===== PROVIDED MATERIAL
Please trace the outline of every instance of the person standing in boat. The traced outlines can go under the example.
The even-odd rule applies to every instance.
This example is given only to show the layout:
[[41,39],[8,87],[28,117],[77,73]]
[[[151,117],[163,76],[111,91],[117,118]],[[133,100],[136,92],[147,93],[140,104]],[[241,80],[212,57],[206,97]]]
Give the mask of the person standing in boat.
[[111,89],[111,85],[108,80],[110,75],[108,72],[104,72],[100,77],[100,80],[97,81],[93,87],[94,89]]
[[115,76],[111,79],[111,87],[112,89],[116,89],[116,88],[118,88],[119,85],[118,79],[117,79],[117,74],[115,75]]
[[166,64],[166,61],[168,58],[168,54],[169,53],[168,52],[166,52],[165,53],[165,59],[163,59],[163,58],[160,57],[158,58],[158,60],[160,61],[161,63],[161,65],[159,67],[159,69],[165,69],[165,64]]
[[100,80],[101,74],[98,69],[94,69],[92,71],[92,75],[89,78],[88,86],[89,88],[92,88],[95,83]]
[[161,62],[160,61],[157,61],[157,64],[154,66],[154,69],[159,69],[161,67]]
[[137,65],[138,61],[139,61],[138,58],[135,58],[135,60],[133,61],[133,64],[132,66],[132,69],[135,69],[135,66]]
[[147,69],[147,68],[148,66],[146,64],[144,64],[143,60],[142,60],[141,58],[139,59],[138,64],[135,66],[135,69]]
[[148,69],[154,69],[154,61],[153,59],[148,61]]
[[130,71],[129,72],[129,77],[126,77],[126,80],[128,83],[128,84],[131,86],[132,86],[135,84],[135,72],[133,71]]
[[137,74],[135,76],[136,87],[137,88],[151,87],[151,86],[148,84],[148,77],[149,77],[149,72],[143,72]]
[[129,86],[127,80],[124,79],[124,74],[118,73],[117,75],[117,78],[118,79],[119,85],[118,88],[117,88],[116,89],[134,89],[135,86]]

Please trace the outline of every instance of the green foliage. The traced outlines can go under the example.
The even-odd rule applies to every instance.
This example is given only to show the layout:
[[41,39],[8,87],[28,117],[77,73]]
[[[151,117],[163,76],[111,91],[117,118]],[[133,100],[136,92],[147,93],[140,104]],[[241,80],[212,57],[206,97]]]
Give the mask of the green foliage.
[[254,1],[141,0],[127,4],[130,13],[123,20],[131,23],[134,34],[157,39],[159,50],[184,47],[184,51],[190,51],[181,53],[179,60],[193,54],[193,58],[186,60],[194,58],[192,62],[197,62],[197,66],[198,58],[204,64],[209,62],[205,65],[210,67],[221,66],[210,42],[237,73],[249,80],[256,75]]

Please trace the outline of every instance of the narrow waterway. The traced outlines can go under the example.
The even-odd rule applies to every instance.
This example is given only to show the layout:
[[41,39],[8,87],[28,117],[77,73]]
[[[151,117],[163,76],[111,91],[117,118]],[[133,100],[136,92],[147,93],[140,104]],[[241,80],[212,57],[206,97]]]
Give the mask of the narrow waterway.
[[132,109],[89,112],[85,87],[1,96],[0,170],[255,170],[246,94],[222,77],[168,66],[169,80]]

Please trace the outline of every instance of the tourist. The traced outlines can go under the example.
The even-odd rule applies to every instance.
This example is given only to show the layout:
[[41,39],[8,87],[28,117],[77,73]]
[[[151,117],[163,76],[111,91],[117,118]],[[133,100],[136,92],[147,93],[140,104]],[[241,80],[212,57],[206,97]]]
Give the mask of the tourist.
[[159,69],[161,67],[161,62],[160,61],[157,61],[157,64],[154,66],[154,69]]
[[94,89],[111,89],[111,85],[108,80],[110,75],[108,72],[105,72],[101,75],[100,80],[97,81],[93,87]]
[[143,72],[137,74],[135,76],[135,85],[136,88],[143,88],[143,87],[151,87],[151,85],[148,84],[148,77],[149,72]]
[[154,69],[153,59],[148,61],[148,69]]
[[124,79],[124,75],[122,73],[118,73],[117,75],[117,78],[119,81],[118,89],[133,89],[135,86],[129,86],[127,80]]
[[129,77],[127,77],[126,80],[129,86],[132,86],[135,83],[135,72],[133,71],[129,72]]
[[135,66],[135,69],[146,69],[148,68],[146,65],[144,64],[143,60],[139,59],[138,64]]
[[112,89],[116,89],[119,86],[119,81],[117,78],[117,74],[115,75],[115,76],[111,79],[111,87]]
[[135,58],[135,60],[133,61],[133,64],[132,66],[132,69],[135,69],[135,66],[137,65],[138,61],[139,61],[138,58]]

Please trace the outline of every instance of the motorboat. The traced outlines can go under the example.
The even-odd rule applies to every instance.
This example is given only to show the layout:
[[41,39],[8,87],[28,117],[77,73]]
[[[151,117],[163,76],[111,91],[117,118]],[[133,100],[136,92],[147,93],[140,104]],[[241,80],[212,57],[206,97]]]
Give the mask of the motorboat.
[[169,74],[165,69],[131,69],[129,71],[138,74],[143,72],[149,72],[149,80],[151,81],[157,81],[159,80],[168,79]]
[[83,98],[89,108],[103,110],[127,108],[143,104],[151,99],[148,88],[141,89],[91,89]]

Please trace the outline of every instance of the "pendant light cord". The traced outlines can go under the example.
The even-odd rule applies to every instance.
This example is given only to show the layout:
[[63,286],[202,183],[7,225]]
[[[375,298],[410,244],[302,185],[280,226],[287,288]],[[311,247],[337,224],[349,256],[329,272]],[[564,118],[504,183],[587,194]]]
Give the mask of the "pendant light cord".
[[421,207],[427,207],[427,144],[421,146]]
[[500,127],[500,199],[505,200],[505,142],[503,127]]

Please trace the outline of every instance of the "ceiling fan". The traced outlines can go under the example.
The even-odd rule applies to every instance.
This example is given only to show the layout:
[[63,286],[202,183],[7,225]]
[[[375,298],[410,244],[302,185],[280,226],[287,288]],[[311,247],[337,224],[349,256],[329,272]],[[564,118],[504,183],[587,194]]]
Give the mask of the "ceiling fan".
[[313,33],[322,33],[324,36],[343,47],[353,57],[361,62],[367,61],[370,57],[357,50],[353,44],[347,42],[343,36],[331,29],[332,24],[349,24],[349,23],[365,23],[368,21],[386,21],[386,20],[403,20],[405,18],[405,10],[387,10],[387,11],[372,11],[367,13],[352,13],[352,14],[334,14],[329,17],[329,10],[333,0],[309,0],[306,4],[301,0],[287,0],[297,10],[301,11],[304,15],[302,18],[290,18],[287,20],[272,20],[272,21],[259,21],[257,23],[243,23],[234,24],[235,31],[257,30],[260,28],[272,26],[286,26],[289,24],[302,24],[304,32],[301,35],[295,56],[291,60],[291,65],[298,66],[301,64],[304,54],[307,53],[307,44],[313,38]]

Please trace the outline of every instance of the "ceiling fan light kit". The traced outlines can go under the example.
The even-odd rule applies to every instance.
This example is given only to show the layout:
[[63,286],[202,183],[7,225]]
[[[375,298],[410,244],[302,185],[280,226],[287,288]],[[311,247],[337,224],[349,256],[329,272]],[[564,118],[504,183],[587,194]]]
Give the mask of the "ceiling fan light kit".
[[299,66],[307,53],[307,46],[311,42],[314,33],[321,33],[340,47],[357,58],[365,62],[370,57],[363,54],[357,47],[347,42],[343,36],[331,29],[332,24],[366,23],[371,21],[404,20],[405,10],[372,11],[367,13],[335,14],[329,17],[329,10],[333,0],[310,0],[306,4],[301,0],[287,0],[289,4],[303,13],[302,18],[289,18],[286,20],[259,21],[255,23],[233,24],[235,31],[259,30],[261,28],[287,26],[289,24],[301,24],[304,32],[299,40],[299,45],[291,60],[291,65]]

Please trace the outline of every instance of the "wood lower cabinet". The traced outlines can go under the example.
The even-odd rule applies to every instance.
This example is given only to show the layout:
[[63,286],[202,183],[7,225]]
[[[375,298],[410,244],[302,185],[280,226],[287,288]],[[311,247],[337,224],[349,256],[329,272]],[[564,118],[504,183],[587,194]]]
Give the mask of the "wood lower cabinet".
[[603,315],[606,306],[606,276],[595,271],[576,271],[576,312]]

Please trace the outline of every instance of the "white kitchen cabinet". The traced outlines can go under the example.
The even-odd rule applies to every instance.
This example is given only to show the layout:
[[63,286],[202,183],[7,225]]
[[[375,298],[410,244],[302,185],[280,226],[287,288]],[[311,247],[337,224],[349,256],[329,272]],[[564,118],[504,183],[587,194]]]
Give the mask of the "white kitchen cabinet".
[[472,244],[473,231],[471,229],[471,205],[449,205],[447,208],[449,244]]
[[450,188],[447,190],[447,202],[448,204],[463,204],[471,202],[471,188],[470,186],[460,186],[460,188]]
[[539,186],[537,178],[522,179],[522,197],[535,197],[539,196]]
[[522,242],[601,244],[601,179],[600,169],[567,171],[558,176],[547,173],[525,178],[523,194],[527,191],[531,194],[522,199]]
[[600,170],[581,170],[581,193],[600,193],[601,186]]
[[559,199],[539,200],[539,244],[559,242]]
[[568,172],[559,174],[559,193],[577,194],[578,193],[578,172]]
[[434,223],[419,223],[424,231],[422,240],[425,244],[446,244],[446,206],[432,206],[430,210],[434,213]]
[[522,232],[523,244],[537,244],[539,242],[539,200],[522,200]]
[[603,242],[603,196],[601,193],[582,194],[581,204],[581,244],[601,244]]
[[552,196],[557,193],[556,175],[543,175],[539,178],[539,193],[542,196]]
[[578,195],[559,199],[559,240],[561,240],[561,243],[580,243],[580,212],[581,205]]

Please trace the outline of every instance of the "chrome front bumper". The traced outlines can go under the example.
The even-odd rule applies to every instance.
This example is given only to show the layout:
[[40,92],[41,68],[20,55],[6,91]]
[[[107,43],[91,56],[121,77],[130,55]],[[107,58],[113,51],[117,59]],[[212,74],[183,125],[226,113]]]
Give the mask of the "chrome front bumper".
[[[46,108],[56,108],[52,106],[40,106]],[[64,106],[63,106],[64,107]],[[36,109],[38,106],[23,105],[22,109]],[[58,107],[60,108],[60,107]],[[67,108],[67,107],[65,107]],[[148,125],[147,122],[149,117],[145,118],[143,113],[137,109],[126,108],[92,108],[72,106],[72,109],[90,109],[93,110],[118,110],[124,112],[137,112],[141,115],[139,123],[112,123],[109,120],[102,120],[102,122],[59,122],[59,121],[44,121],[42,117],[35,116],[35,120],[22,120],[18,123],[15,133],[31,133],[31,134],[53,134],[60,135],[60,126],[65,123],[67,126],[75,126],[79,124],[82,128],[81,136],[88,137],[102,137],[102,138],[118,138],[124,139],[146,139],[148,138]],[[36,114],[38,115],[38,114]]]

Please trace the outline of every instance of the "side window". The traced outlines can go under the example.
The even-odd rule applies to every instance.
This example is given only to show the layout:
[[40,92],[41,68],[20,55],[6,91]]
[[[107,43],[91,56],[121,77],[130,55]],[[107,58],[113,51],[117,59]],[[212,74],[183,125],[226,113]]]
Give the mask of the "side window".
==========
Format the records as a numbered list, one line per item, from the start through the line that contains "Give the mask of the person standing in boat.". Leave out any blank lines.

--- TASK RESPONSE ---
1. Please trace the outline of every instance of the person standing in boat. The traced outlines can go under the example.
2. The even-odd rule applies to every instance.
3. This example is given only to show the layout:
4. [[41,39],[8,87],[28,117],[77,73]]
5. [[[151,117],[163,76],[111,91],[117,118]],[[133,100],[136,92],[147,93],[140,104]],[[241,80],[212,57],[206,97]]]
6. Give the mask of the person standing in boat.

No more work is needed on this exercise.